**About this task**
Copy out each line in the material below that has the word "dome".

**Listed entries**
╭──

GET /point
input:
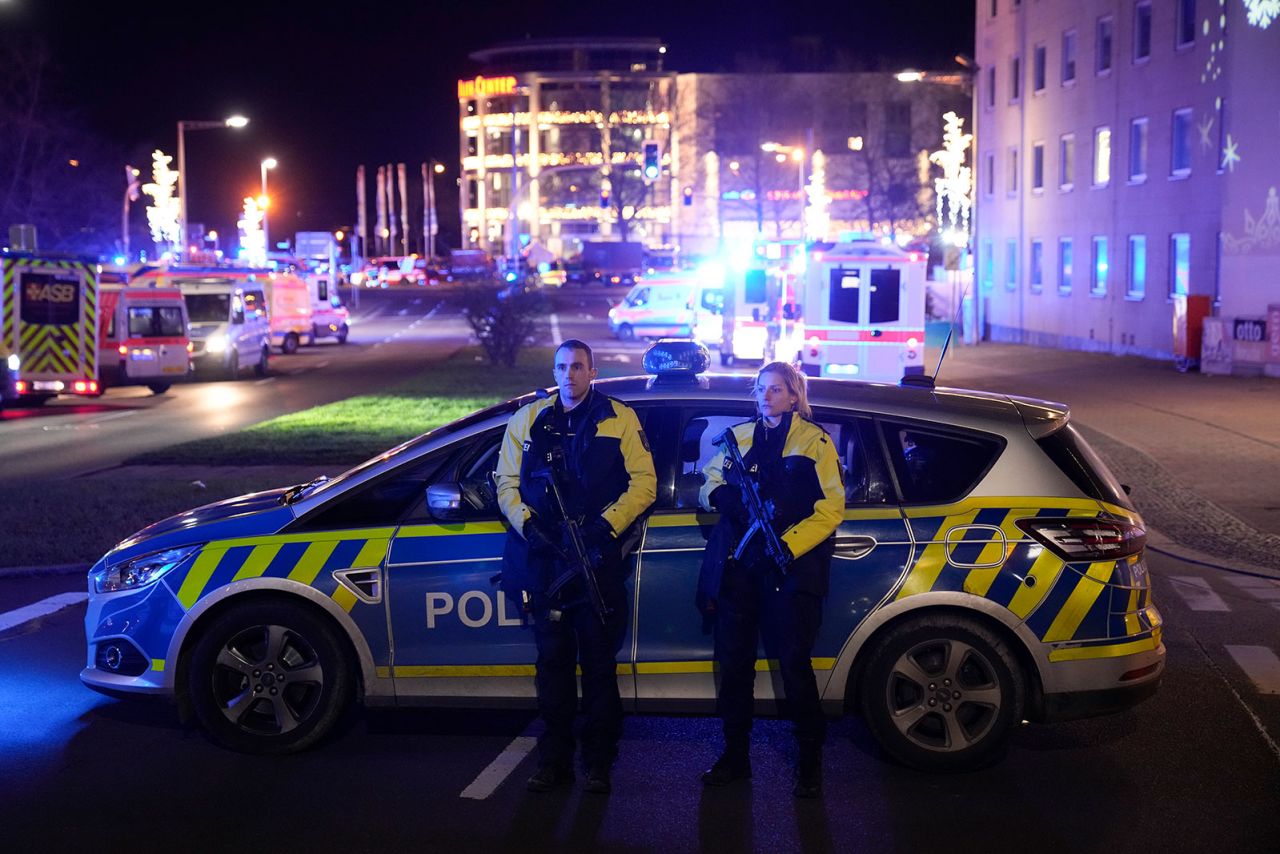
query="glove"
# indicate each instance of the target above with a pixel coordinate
(728, 501)
(542, 540)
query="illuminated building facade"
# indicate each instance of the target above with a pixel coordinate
(1125, 161)
(556, 137)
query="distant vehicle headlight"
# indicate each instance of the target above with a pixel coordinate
(141, 571)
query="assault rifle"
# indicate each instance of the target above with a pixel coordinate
(576, 558)
(757, 510)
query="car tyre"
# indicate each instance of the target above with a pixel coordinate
(942, 693)
(269, 677)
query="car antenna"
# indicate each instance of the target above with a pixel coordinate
(924, 380)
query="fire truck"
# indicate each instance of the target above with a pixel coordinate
(48, 328)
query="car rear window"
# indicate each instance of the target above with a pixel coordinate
(1078, 461)
(937, 466)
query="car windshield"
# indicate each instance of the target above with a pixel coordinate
(208, 307)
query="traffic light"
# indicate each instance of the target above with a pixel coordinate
(652, 160)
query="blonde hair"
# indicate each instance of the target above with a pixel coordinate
(795, 382)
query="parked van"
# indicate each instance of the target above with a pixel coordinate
(289, 310)
(142, 336)
(227, 310)
(666, 306)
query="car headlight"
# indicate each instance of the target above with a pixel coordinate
(141, 571)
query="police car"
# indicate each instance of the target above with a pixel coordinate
(988, 570)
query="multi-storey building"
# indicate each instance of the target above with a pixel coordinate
(1127, 158)
(556, 135)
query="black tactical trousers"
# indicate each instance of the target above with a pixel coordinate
(749, 607)
(575, 638)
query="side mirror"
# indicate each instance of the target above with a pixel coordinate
(444, 501)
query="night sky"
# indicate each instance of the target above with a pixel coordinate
(328, 86)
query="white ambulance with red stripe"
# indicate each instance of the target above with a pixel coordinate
(142, 336)
(860, 313)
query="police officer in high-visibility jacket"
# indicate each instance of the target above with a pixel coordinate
(597, 451)
(798, 470)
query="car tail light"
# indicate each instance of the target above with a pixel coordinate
(1086, 539)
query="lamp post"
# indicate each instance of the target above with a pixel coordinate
(798, 154)
(232, 122)
(270, 163)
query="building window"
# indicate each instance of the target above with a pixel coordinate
(1180, 145)
(1105, 36)
(1066, 161)
(1138, 150)
(1101, 156)
(1098, 284)
(1137, 279)
(1184, 24)
(1142, 31)
(988, 265)
(1064, 265)
(1179, 264)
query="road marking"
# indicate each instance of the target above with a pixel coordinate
(1260, 665)
(501, 768)
(1196, 592)
(41, 608)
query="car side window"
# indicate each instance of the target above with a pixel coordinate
(937, 466)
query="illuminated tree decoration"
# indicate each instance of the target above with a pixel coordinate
(817, 214)
(163, 211)
(1261, 13)
(954, 188)
(252, 240)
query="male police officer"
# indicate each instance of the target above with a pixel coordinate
(594, 448)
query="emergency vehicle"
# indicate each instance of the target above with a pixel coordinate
(48, 328)
(144, 337)
(860, 309)
(988, 570)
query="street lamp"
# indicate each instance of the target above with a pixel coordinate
(270, 163)
(232, 122)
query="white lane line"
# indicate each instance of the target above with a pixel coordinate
(493, 776)
(1260, 665)
(1265, 589)
(1196, 592)
(10, 619)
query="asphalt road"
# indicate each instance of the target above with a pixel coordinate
(1196, 768)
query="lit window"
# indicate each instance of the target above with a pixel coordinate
(1101, 156)
(1138, 150)
(1137, 283)
(1180, 153)
(1098, 284)
(1179, 264)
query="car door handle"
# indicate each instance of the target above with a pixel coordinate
(851, 547)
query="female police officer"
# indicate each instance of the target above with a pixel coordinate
(798, 473)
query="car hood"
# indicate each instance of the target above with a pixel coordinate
(252, 515)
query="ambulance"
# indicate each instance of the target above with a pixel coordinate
(860, 309)
(144, 337)
(48, 328)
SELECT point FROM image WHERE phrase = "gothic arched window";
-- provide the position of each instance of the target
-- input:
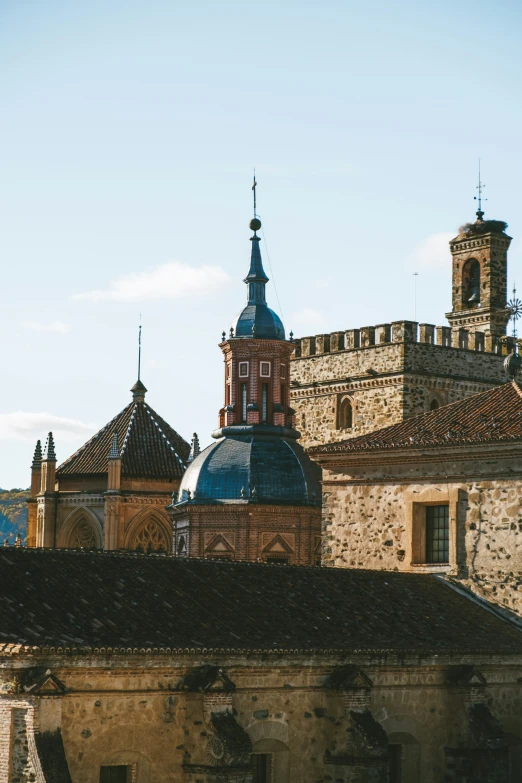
(471, 283)
(346, 414)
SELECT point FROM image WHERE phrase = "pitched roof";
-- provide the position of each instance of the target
(149, 447)
(130, 603)
(491, 416)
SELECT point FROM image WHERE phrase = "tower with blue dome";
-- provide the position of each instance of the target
(253, 494)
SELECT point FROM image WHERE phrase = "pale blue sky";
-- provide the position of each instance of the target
(128, 134)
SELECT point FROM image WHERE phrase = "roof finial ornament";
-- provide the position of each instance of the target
(479, 198)
(513, 362)
(195, 448)
(255, 223)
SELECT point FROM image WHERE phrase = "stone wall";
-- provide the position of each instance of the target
(372, 502)
(135, 711)
(389, 372)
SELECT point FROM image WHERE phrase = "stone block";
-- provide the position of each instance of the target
(367, 336)
(336, 341)
(382, 333)
(352, 338)
(443, 336)
(427, 333)
(404, 331)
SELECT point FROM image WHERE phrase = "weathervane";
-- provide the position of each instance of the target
(254, 186)
(139, 350)
(480, 188)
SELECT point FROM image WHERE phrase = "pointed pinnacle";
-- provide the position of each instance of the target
(49, 452)
(37, 457)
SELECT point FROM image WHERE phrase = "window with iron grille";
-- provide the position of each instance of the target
(264, 403)
(437, 534)
(243, 401)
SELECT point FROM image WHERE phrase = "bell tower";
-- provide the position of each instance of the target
(479, 284)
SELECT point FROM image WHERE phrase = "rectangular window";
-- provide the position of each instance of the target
(437, 534)
(264, 403)
(243, 401)
(261, 764)
(113, 774)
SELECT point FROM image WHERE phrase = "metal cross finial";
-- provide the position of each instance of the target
(479, 198)
(254, 186)
(514, 307)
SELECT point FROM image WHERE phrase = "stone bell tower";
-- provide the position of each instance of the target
(479, 285)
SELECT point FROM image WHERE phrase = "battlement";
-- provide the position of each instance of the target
(401, 332)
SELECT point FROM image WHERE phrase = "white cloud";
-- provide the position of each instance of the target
(167, 281)
(432, 253)
(309, 321)
(55, 326)
(22, 425)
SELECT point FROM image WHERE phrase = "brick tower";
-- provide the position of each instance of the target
(253, 494)
(479, 287)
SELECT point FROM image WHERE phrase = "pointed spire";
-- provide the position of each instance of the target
(114, 452)
(49, 452)
(37, 457)
(194, 448)
(138, 391)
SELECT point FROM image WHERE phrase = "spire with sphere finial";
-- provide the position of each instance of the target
(256, 278)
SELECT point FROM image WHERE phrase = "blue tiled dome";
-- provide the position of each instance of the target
(267, 324)
(254, 468)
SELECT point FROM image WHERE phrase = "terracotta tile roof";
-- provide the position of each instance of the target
(127, 602)
(493, 416)
(149, 447)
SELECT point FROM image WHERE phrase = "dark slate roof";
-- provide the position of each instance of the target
(229, 469)
(491, 416)
(86, 601)
(149, 447)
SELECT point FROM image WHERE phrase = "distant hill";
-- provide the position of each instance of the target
(13, 514)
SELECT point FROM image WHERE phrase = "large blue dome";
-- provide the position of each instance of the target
(258, 320)
(253, 467)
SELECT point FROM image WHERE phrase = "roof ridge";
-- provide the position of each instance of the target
(152, 414)
(93, 438)
(129, 427)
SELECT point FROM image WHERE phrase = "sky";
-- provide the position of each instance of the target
(129, 132)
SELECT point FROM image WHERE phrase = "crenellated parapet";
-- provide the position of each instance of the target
(401, 332)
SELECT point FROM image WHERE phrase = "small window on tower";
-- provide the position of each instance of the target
(243, 401)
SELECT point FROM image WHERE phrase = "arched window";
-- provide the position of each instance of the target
(471, 283)
(346, 414)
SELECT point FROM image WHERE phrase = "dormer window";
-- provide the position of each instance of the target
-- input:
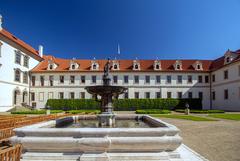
(157, 65)
(73, 64)
(115, 65)
(178, 65)
(136, 65)
(198, 65)
(229, 56)
(95, 65)
(51, 65)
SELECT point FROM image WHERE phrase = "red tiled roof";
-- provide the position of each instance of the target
(16, 40)
(63, 65)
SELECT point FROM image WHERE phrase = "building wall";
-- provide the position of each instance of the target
(42, 92)
(7, 83)
(232, 84)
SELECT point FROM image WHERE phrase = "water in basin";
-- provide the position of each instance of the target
(129, 123)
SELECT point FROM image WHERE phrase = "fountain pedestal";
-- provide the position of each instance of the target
(106, 119)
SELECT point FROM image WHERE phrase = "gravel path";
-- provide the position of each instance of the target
(215, 140)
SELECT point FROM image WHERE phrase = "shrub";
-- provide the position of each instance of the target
(36, 112)
(84, 111)
(153, 111)
(124, 104)
(201, 111)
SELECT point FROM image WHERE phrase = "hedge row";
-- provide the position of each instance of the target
(201, 111)
(153, 111)
(124, 104)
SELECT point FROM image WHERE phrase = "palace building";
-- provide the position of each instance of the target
(27, 77)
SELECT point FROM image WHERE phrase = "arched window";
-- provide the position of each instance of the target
(136, 66)
(115, 66)
(94, 66)
(17, 75)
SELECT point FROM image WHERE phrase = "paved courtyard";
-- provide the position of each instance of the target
(215, 140)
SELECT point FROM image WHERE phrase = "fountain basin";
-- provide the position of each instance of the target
(161, 138)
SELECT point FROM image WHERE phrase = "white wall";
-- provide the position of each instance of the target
(142, 87)
(233, 86)
(7, 83)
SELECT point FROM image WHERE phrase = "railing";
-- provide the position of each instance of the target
(11, 153)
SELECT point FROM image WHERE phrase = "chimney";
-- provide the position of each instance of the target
(1, 21)
(40, 50)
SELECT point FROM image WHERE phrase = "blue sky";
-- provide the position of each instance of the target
(146, 29)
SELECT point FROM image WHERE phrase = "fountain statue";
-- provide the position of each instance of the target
(106, 91)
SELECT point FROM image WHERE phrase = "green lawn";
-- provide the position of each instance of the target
(186, 117)
(226, 116)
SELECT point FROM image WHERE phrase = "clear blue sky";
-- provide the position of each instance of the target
(146, 29)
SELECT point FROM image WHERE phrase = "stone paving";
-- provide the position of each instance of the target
(215, 140)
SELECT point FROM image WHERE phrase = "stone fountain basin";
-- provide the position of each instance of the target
(163, 137)
(105, 89)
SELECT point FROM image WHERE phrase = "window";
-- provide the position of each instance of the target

╰──

**Solution**
SELECT point FROM image WHERE phrase = "tower with blue dome";
SELECT point FROM image WHERE phrase = "blue tiled dome";
SELECT point FROM image WHERE phrase = "large blue dome";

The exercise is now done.